> _What you should do_: Write the next part of the article below about Western pressure and Iran's nuclear program, starting right after its last sentence, not the data that follows it.

===== Passage for review

Thursday, January 12, 2006

Help Us, America . . .

Farouz Farzami, The Wall Street Journal:
On the surface, it would appear that pressure from the United Nations and the United States has little effect on the mullahs who rule Iran. The opposite is true.

The best current example is the standoff over Iran's nuclear program. Fearing that the mullahs are secretly developing nuclear weapons, the U.N. wants strict limits on Iran's nuclear program. The country's top nuclear negotiator, Ali Larijani, and Iran's new president, Mahmoud Ahmadinejad, have refused to consider any such limits, even after Russia offered a compromise that would permit Iran to enrich uranium on its soil. The president and the top negotiator have been defiant -- on state-run TV recently, Mr. Larijani, thinking several steps ahead, pledged a "crushing response" to any military attack by the U.S. or Israel.

But if you look past this headline-generating bluster, you see that Western pressure is having an effect. The hard-line position of the Iranian government has begun to splinter.

There are now three minds about this issue in the Majlis, the Iranian parliament:

A categorical rejection of the Russian proposal to allow Iran to enrich uranium at its facilities, a compromise that would deny Iran the privilege of enriching uranium on its own soil.

Modifying the Russian proposal to allow for enrichment to occur in both Russia and Iran.

Suspending all enrichment until further notice or even to some agreed-upon future date, to defuse tension and rebuild confidence with the European Union.

==========
===== Dataset section

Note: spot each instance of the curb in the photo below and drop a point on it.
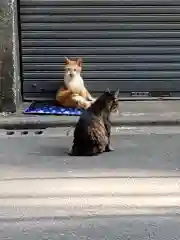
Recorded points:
(20, 123)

==========

> _Output of the exercise_:
The existence of these more conciliatory positions in a Majlis completely composed of religious hard-liners is a surprise. (A fourth point of view unrepresented officially, since reformers have been thrown out of the government, calls for Iran to comply with the U.N.'s demands and give up on enrichment of nuclear fuel altogether.)

There is only one reason why these divisions have appeared within the formerly monolithic Majlis: the tough stand by the international community backed by American and Israeli military might. I understand the opposition of liberals in America and Europe to America's military moves in the Middle East, and they are right to be concerned about the continuing loss of life. But they should also appreciate the importance of American power in enforcing global standards. Without U.S. military, economic and diplomatic pressures, the leader-for-life of Libya, Col. Moammar Gadhafi would not be behaving himself today, and the people of Afghanistan would still be under the thumb of the Taliban.

Iran is, of course, not comparable to Libya or Afghanistan, but everyone in Tehran's bazaar knows that any flare-up of tension between Iran and the West has an immediate adverse impact on the Rial, the country's currency, particularly against the U.S. dollar. The slightest Western pressure and Tehran's stock market nose-dives.

Why won't the U.S. take advantage of this? Why not impose smart sanctions on Iran instead of smart bombs, and apply strong international pressure for the formation of independent and secular political parties? Currently, the only parties allowed are Islamic ones approved and subsidized by the authoritarian, theocratic regime. We desperately need a push from America and the West to separate church from state in Iran.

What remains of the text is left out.